### STUDY MATERIAL
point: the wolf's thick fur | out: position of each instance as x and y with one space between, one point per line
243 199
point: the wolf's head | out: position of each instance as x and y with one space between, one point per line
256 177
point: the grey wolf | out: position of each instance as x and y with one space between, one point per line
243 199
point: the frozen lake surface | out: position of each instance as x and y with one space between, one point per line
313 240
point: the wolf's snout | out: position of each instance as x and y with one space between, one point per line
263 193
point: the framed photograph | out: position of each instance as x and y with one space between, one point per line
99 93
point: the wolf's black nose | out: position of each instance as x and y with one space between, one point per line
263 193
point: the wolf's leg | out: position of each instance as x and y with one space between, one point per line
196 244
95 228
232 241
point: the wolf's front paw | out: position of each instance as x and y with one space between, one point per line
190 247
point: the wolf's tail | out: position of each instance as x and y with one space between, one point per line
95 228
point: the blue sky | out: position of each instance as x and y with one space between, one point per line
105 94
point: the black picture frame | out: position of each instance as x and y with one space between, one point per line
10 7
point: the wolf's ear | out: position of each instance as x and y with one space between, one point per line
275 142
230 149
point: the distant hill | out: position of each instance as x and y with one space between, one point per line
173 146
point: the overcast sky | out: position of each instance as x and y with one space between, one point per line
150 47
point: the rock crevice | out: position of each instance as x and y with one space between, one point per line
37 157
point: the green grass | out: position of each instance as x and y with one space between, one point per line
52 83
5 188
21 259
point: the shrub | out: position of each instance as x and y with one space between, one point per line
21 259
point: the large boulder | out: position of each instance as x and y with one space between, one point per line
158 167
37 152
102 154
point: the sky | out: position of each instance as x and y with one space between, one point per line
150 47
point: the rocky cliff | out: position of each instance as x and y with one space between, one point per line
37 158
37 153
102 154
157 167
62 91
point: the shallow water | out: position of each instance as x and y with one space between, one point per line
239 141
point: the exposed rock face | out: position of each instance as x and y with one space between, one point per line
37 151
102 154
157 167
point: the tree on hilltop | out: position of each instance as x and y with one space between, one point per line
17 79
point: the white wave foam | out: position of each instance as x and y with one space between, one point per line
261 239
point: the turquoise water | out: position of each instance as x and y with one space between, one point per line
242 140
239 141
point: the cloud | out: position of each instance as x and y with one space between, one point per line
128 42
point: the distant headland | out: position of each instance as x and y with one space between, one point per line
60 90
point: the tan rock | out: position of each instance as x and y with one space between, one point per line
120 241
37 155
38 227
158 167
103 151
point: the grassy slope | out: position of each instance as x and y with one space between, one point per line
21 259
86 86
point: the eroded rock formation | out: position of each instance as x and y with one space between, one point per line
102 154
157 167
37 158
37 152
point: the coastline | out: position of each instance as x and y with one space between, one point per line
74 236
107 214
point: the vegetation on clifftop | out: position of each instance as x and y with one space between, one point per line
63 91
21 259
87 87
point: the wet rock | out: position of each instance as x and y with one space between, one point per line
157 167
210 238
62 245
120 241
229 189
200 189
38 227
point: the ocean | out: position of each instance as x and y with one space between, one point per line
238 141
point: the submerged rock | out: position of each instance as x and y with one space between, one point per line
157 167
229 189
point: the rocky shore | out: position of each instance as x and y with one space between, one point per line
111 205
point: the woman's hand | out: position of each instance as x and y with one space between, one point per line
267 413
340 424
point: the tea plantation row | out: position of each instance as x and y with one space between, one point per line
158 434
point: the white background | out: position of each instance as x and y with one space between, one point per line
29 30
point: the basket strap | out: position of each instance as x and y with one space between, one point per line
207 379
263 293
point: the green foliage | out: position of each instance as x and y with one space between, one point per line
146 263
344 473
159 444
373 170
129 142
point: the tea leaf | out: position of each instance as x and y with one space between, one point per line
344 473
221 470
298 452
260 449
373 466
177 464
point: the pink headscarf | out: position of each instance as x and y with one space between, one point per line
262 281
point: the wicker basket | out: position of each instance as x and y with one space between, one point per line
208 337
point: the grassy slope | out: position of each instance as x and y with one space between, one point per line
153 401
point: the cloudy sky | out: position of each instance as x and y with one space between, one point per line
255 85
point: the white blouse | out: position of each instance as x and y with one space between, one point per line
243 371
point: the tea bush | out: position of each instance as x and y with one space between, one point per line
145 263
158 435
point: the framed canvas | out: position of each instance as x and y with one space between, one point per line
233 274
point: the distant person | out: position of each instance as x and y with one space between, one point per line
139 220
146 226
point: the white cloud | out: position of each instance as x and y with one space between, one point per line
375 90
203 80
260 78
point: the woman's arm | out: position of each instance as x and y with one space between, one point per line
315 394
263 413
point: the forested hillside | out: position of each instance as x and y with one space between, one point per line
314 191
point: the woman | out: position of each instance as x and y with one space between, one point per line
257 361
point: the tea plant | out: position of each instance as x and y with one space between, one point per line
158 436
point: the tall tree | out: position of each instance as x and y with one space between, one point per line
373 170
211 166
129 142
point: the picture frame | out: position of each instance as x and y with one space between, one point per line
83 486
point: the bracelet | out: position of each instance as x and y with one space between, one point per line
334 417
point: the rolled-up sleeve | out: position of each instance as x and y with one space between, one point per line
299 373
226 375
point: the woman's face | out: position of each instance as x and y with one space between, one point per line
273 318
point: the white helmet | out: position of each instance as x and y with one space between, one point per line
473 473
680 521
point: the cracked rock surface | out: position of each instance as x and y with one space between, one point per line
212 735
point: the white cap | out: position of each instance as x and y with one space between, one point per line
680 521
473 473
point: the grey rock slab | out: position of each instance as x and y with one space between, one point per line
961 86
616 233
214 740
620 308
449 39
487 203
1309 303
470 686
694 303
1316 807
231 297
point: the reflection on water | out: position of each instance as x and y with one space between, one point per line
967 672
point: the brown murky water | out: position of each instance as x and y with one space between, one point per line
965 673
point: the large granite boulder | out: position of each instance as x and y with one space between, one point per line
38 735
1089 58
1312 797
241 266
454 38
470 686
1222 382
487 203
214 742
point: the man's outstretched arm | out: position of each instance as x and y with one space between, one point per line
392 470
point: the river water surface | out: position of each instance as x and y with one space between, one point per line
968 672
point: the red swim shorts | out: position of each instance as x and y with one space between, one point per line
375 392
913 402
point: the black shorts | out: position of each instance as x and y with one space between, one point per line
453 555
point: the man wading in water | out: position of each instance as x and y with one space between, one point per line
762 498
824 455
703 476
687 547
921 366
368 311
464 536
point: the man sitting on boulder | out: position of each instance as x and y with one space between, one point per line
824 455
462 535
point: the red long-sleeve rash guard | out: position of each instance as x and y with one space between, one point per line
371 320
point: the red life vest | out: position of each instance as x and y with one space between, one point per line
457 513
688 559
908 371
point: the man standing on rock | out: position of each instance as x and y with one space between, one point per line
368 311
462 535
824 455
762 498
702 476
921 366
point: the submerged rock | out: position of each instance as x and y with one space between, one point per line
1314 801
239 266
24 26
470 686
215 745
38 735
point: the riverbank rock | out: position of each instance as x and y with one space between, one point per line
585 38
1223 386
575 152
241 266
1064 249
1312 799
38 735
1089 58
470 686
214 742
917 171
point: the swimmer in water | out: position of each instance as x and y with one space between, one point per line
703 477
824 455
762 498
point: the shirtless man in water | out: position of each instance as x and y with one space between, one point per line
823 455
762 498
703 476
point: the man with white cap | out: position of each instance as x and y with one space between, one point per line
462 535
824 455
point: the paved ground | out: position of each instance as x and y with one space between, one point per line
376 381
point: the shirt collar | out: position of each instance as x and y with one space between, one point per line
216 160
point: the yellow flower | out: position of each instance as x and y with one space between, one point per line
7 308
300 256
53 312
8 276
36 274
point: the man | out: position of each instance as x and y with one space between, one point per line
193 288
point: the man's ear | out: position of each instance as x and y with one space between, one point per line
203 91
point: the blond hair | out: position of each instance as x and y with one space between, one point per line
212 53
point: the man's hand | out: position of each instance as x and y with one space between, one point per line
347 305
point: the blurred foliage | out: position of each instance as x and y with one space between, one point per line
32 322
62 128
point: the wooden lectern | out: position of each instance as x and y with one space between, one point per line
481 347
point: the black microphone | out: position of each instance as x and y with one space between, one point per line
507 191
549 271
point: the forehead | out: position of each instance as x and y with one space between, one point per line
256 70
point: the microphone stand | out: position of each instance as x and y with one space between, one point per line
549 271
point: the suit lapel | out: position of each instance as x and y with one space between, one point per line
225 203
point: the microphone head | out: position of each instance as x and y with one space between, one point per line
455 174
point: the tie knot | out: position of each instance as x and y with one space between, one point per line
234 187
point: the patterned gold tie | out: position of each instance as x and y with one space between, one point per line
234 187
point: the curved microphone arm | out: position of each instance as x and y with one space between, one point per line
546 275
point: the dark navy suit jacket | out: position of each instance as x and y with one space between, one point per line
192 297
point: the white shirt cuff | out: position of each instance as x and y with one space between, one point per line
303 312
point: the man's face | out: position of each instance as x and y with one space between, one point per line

### WHAT IS BEING ASKED
Everything from the line containing "point: the wooden" down to the last line of the entries is to be returned exactly, both ends included, and nothing beyond it.

### RESPONSE TO THE TASK
point: the wooden lectern | out: position of each instance as x and y with one space between, one point per line
481 347
point: the black microphone | out: position of each instance as x and y with one space between, one point per line
507 191
549 271
point: the forehead | out: position of each instance as x and y with one space between, one point per line
256 70
point: the microphone stand | out: position of each instance as x and y with one space between, one point per line
549 271
point: the suit lapel | out: position of each instance as x and y with one space between, one point per line
225 203
point: the microphone head | out: position of each instance as x and y with one space between, one point per line
455 174
point: the tie knot | out: position of each instance as x and y with one space between, one point per line
234 187
point: the patterned gold tie | out: position of each instance as x and y with one space between, one point per line
234 187
point: the curved microphone arm | out: position of each instance as x and y with one space between, one point per line
546 275
point: the dark navy suit jacket | out: position of each instance as x and y with one space between, one point per line
192 297
point: the white shirt cuff | out: position of each instance as x and y with one space between, one point per line
303 312
point: the man's face | out: position of each instance as x and y with one space between, one point per line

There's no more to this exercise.